- YOUR GOAL: Take the data below and write it out exactly, except for the pictures.

START RECORDS FOR THE EXERCISE

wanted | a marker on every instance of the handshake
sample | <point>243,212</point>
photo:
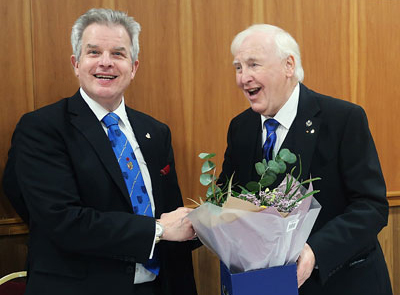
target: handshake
<point>177,227</point>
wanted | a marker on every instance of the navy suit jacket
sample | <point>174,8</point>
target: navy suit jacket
<point>338,147</point>
<point>84,237</point>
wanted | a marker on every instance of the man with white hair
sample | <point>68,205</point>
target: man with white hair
<point>95,180</point>
<point>332,137</point>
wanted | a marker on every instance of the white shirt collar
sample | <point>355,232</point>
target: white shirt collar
<point>288,112</point>
<point>100,112</point>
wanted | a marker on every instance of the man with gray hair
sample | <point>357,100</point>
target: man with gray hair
<point>95,179</point>
<point>332,137</point>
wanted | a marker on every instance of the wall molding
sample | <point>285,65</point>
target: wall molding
<point>12,226</point>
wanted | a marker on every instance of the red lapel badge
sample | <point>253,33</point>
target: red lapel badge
<point>165,170</point>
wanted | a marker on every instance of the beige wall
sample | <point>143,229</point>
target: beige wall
<point>186,79</point>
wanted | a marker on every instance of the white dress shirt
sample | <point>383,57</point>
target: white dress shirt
<point>142,274</point>
<point>285,117</point>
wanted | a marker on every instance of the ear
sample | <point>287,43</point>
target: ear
<point>75,64</point>
<point>135,66</point>
<point>290,66</point>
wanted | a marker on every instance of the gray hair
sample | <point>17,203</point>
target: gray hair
<point>107,17</point>
<point>285,44</point>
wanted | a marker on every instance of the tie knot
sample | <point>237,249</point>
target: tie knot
<point>110,119</point>
<point>271,125</point>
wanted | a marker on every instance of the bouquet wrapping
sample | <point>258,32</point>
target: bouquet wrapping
<point>248,237</point>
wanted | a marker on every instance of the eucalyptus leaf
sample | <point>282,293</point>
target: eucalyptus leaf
<point>268,179</point>
<point>282,165</point>
<point>253,186</point>
<point>260,168</point>
<point>244,190</point>
<point>205,179</point>
<point>287,156</point>
<point>273,167</point>
<point>207,166</point>
<point>206,156</point>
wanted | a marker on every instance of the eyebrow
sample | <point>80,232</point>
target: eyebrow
<point>120,48</point>
<point>247,60</point>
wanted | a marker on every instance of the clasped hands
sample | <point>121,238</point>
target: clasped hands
<point>177,227</point>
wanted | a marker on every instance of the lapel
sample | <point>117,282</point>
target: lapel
<point>302,136</point>
<point>149,144</point>
<point>83,119</point>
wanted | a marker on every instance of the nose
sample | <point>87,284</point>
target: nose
<point>105,60</point>
<point>245,76</point>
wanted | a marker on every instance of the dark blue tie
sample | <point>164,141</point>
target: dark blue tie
<point>131,172</point>
<point>270,125</point>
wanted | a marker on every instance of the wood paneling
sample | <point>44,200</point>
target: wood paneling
<point>16,79</point>
<point>186,79</point>
<point>389,238</point>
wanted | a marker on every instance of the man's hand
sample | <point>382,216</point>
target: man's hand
<point>305,264</point>
<point>176,226</point>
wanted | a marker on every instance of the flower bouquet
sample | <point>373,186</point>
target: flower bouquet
<point>256,227</point>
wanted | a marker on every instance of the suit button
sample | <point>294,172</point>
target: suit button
<point>130,269</point>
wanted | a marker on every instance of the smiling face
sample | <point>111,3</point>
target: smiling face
<point>105,68</point>
<point>266,80</point>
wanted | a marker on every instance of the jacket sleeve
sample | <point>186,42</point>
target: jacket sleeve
<point>48,183</point>
<point>352,234</point>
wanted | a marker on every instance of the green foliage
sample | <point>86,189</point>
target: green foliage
<point>267,171</point>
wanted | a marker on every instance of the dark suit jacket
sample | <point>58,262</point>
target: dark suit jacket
<point>84,237</point>
<point>339,148</point>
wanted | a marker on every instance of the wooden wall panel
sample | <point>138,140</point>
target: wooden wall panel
<point>16,80</point>
<point>187,80</point>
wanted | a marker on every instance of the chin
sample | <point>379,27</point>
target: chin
<point>258,109</point>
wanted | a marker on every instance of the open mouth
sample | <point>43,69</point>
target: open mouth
<point>253,91</point>
<point>105,77</point>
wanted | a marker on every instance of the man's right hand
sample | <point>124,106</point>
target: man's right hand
<point>177,227</point>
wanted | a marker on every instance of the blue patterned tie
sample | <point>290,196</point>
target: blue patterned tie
<point>131,172</point>
<point>270,125</point>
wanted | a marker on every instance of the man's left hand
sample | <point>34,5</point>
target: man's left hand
<point>305,264</point>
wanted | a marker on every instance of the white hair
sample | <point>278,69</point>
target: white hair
<point>285,44</point>
<point>107,17</point>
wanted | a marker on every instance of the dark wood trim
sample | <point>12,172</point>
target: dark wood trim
<point>393,198</point>
<point>12,226</point>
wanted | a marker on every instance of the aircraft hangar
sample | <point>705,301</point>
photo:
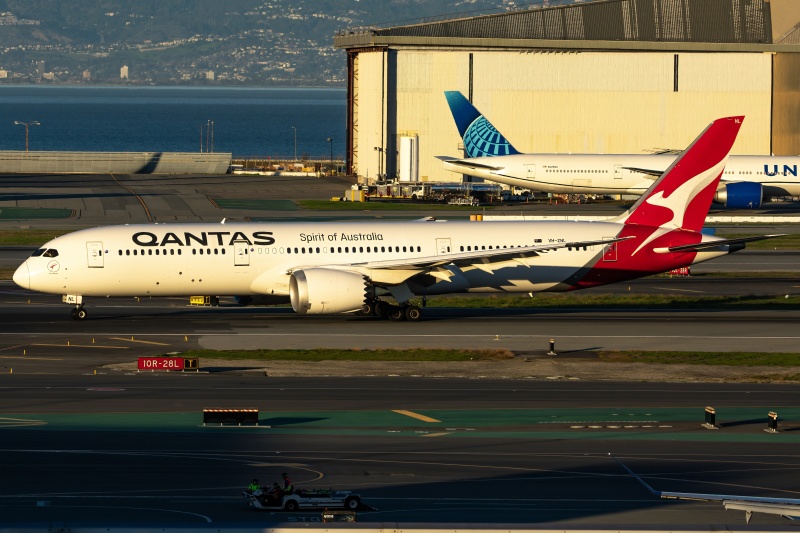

END RECORDS FOR THE EXERCISE

- RESPONSE FOR THIS EXERCISE:
wanted | a marker on every instance of the handshake
sample | <point>243,212</point>
photo:
target: handshake
<point>177,227</point>
wanted | a marker on every instance of the navy suit jacket
sample | <point>174,8</point>
target: navy suit jacket
<point>338,147</point>
<point>84,237</point>
wanted | a marker on every instance of the man with white hair
sample | <point>68,205</point>
target: man with white hair
<point>95,180</point>
<point>332,137</point>
wanted | a marker on every instance of the white shirt collar
sample | <point>355,232</point>
target: white shirt collar
<point>288,112</point>
<point>100,112</point>
wanted | a marker on every instance of the man with gray hair
sample | <point>357,100</point>
target: man with gray hair
<point>95,179</point>
<point>332,137</point>
wanted | a marker on every instance of the wall molding
sample | <point>285,65</point>
target: wall molding
<point>12,226</point>
wanted | a marker on every instance of the red lapel badge
sample | <point>253,33</point>
target: red lapel badge
<point>165,170</point>
wanted | a marker on every instance of the beige wall
sample | <point>143,229</point>
target: beige wall
<point>186,79</point>
wanted | a marker on every instance of the white dress shirt
sample | <point>383,57</point>
target: white dress shirt
<point>142,274</point>
<point>285,117</point>
wanted | a marker on every instance of the ear
sample | <point>287,43</point>
target: ear
<point>75,64</point>
<point>135,66</point>
<point>290,66</point>
wanted | a marker on every instance of the gray hair
sample | <point>17,203</point>
target: gray hair
<point>107,17</point>
<point>285,44</point>
wanted | a marker on every instance of the tie knot
sample | <point>237,249</point>
target: tie knot
<point>110,119</point>
<point>271,125</point>
wanted | a marker on every instance of the bouquet wrapping
sample | <point>258,32</point>
target: bouquet wrapping
<point>248,237</point>
wanted | a marker on every instance of the eucalyptus leaf
sample | <point>282,293</point>
target: eucalyptus leaf
<point>268,179</point>
<point>282,165</point>
<point>253,186</point>
<point>260,168</point>
<point>244,190</point>
<point>205,179</point>
<point>287,156</point>
<point>273,167</point>
<point>207,166</point>
<point>206,156</point>
wanted | a marker on every instance of the eyebrow
sample | <point>80,232</point>
target: eyebrow
<point>120,48</point>
<point>247,60</point>
wanted | a marker on every instance of the clasped hands
sample | <point>121,238</point>
target: clasped hands
<point>177,227</point>
wanted | a marker on every instance of the lapel
sample | <point>117,282</point>
target: lapel
<point>302,136</point>
<point>149,144</point>
<point>83,119</point>
wanted | a marker on every instance of the nose
sample | <point>87,284</point>
target: nose
<point>105,60</point>
<point>245,76</point>
wanted | a marker on every instance of the dark blue tie
sample | <point>164,141</point>
target: dark blue tie
<point>131,172</point>
<point>270,125</point>
wanted | a marker on every instance of the wood paneling
sample | <point>44,200</point>
target: wood paneling
<point>16,79</point>
<point>186,79</point>
<point>389,238</point>
wanted | a marker on every instance of the man's hand
sample | <point>382,216</point>
target: man's hand
<point>305,264</point>
<point>176,226</point>
wanted | a marker on every instance of the flower bouquet
sample | <point>373,186</point>
target: flower bouquet
<point>256,227</point>
wanted | a marker on every instance of the suit button
sample | <point>294,172</point>
target: suit button
<point>130,269</point>
wanted | a marker on every instance of the smiling face
sample | <point>111,3</point>
target: smiling face
<point>105,68</point>
<point>266,80</point>
wanted | a marker on every instance of the jacket sleeve
sample | <point>186,42</point>
target: jacket sleeve
<point>48,183</point>
<point>352,234</point>
wanted | a marker on every instance of the green foliage
sample | <point>86,189</point>
target: green foliage
<point>267,171</point>
wanted | a marker on every instance of the dark suit jacket
sample | <point>58,262</point>
target: dark suit jacket
<point>84,237</point>
<point>339,148</point>
wanted | a marker on every instance of the wooden wall panel
sample | <point>138,140</point>
target: wooden wall panel
<point>16,80</point>
<point>187,80</point>
wanted | a marker on every instance of the chin
sample | <point>379,27</point>
target: chin
<point>258,109</point>
wanted | a marker on every instance of the open mouth
sample | <point>43,69</point>
target: open mouth
<point>253,91</point>
<point>105,77</point>
wanted | a marker on every instance of the man's right hand
sample | <point>124,106</point>
target: man's right hand
<point>177,227</point>
wanted | a marker on every instance of the blue patterned tie
sample | <point>290,196</point>
target: blue patterned tie
<point>131,172</point>
<point>270,125</point>
wanted | a marker on every instance of the man's left hand
sample | <point>34,5</point>
target: man's left hand
<point>305,264</point>
wanted | a marker on every instance of the white hair
sample | <point>278,69</point>
target: white hair
<point>285,44</point>
<point>107,17</point>
wanted | a marker on every instance of the dark wood trim
sample | <point>12,172</point>
target: dark wood trim
<point>393,198</point>
<point>12,226</point>
wanted | a marker on every instance of the aircraft hangar
sample | <point>705,301</point>
photo:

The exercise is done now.